BEGIN Available records

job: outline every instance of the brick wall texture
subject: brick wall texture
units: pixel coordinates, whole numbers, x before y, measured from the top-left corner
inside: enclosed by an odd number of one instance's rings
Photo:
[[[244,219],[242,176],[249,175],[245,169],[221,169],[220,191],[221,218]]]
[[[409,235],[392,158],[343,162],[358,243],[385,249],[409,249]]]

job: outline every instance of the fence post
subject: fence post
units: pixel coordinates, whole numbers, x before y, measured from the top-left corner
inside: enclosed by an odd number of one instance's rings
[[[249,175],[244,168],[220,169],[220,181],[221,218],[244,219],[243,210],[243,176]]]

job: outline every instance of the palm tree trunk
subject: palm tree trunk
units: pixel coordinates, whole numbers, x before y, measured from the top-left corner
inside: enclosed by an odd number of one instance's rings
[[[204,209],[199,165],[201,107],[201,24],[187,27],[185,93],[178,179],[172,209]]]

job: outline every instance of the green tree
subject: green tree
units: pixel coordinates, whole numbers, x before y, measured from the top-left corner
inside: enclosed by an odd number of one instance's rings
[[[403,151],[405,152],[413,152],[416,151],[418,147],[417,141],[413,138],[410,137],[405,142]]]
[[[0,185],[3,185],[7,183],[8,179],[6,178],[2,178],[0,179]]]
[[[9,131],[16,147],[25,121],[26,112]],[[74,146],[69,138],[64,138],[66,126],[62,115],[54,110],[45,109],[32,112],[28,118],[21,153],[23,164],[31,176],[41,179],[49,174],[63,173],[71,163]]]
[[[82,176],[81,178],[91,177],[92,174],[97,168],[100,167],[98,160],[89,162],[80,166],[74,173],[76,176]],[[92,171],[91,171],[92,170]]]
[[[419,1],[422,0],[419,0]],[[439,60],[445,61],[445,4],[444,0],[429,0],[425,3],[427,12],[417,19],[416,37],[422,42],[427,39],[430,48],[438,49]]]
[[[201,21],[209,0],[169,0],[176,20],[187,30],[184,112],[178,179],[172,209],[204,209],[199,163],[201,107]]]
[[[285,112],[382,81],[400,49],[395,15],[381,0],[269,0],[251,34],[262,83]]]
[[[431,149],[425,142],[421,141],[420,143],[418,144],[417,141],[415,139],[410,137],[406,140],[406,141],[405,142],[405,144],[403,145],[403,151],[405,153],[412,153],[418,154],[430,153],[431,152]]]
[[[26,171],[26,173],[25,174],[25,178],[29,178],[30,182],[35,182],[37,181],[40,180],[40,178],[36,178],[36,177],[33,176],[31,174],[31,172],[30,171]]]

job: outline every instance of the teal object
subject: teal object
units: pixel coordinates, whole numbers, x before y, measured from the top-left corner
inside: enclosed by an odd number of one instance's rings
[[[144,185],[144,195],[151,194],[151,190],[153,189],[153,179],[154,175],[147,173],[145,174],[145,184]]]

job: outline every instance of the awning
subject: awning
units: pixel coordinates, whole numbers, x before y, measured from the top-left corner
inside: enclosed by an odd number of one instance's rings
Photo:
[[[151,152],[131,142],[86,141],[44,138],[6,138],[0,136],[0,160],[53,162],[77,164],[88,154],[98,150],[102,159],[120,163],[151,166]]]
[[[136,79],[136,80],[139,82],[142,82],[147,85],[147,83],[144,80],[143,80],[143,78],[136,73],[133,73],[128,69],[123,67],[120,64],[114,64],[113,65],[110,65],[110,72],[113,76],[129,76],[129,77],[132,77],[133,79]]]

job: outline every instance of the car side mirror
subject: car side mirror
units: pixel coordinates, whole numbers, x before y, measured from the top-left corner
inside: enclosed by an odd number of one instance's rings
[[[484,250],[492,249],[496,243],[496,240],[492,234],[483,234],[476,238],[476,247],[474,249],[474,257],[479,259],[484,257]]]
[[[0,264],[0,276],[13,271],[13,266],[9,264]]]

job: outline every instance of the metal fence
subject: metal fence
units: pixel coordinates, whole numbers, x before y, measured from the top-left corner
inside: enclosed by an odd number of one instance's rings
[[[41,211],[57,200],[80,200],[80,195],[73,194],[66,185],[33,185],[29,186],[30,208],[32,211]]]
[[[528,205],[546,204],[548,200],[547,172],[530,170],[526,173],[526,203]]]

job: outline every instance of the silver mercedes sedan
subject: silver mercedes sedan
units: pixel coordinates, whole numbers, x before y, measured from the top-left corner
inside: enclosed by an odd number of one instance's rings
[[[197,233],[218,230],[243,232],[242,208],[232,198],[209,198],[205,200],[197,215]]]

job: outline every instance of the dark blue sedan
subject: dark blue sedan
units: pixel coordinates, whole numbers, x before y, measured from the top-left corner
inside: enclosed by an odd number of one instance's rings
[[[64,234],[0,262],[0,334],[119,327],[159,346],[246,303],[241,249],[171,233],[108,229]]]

END Available records

Output the lines of all the records as a Markdown table with the columns Row and Line, numbering each row and skipping blank lines.

» **Answer for this exercise**:
| Row | Line |
|---|---|
| 1 | job: outline every instance of the brick wall texture |
| 2 | subject: brick wall texture |
| 3 | units: pixel coordinates, whole numbers, x before y, measured from the top-left corner |
| 4 | inside: enclosed by an odd number of one instance's rings |
| 5 | Photo: |
| 6 | [[[244,219],[242,176],[249,175],[245,169],[221,169],[220,191],[221,218]]] |
| 7 | [[[409,235],[392,158],[343,162],[358,243],[385,249],[409,249]]] |
| 8 | job: outline every instance of the fence post |
| 9 | subject: fence post |
| 10 | units: pixel coordinates, whole numbers, x before y, measured from the top-left corner |
| 11 | inside: enclosed by an odd number of one instance's rings |
| 12 | [[[249,175],[244,168],[220,169],[220,181],[221,218],[244,219],[243,210],[243,176]]] |
| 13 | job: outline every instance of the palm tree trunk |
| 14 | subject: palm tree trunk |
| 15 | units: pixel coordinates, whole numbers, x before y, measured from the top-left corner |
| 16 | inside: enclosed by an odd number of one instance's rings |
| 17 | [[[204,209],[199,165],[201,107],[201,24],[187,27],[185,93],[178,179],[172,209]]] |
| 18 | job: outline every instance of the green tree |
| 19 | subject: green tree |
| 20 | units: pixel coordinates, whole numbers, x before y, measured from the top-left corner |
| 21 | inside: enclosed by an odd number of one instance's rings |
| 22 | [[[403,151],[405,152],[413,152],[416,151],[418,147],[417,141],[413,138],[410,137],[405,142]]] |
| 23 | [[[0,185],[3,185],[7,183],[8,179],[6,178],[2,178],[0,179]]] |
| 24 | [[[9,131],[16,147],[25,121],[26,112]],[[74,146],[69,138],[64,138],[66,126],[62,115],[54,110],[45,109],[32,112],[28,118],[21,153],[23,164],[31,176],[41,179],[49,174],[63,173],[71,163]]] |
| 25 | [[[82,176],[81,178],[91,177],[92,174],[97,168],[100,167],[98,160],[89,162],[80,166],[74,173],[76,176]],[[92,171],[91,171],[92,170]]] |
| 26 | [[[419,1],[422,0],[419,0]],[[439,60],[445,61],[445,4],[444,0],[429,0],[425,3],[427,12],[417,19],[416,37],[422,42],[427,39],[430,48],[438,49]]] |
| 27 | [[[201,21],[209,0],[169,0],[176,20],[187,30],[184,112],[178,179],[172,209],[204,209],[199,163],[201,107]]] |
| 28 | [[[285,112],[382,81],[400,49],[395,15],[381,0],[269,0],[251,34],[262,83]]] |
| 29 | [[[431,149],[425,142],[421,141],[420,143],[418,144],[417,141],[415,139],[410,137],[406,140],[406,141],[405,142],[405,144],[403,145],[403,151],[405,153],[412,153],[418,154],[430,153],[431,152]]] |
| 30 | [[[26,171],[26,173],[25,174],[25,178],[29,178],[30,182],[35,182],[37,181],[40,180],[40,178],[36,178],[36,177],[33,176],[31,174],[31,172],[30,171]]] |
| 31 | job: outline every instance of the teal object |
| 32 | subject: teal object |
| 33 | units: pixel coordinates, whole numbers, x before y, measured from the top-left corner |
| 34 | inside: enclosed by an odd number of one instance's rings |
| 35 | [[[144,185],[144,195],[151,194],[151,190],[153,189],[153,179],[154,175],[147,173],[145,174],[145,184]]] |
| 36 | job: outline every instance of the awning |
| 37 | subject: awning |
| 38 | units: pixel coordinates, whole numbers, x before y, measured from the top-left corner |
| 39 | inside: enclosed by an odd number of one instance's rings |
| 40 | Photo: |
| 41 | [[[151,152],[131,142],[86,141],[44,138],[6,138],[0,136],[0,160],[53,162],[77,164],[88,154],[98,150],[102,159],[120,163],[151,166]]] |
| 42 | [[[136,79],[136,80],[139,82],[142,82],[147,85],[147,83],[144,80],[143,80],[143,78],[136,73],[133,73],[128,69],[123,67],[120,64],[114,64],[113,65],[110,65],[110,72],[113,76],[129,76],[129,77],[132,77],[133,79]]] |
| 43 | job: outline every instance of the car side mirror |
| 44 | subject: car side mirror |
| 45 | units: pixel coordinates, whole numbers, x before y, measured from the top-left corner |
| 46 | inside: enclosed by an odd number of one instance's rings |
| 47 | [[[484,250],[492,249],[496,243],[496,240],[492,234],[483,234],[476,238],[476,247],[474,249],[474,257],[479,259],[484,257]]] |
| 48 | [[[0,264],[0,276],[13,271],[13,266],[9,264]]] |
| 49 | job: outline every instance of the metal fence |
| 50 | subject: metal fence |
| 51 | units: pixel coordinates, whole numbers, x before y, measured from the top-left corner |
| 52 | inside: enclosed by an odd number of one instance's rings |
| 53 | [[[41,211],[57,200],[80,200],[80,195],[73,194],[66,185],[33,185],[29,186],[30,208],[32,211]]] |
| 54 | [[[528,205],[546,204],[548,200],[547,172],[530,170],[526,173],[526,203]]] |
| 55 | job: outline every instance of the silver mercedes sedan |
| 56 | subject: silver mercedes sedan |
| 57 | units: pixel coordinates, whole numbers, x before y, measured from the top-left corner |
| 58 | inside: enclosed by an odd number of one instance's rings |
| 59 | [[[197,233],[218,230],[243,232],[242,208],[232,198],[209,198],[205,200],[197,215]]] |
| 60 | job: outline every instance of the dark blue sedan |
| 61 | subject: dark blue sedan |
| 62 | units: pixel coordinates, whole numbers, x before y, measured from the top-left corner |
| 63 | inside: enclosed by an odd number of one instance's rings |
| 64 | [[[64,234],[0,262],[0,334],[119,327],[159,346],[246,303],[241,249],[171,233],[108,229]]] |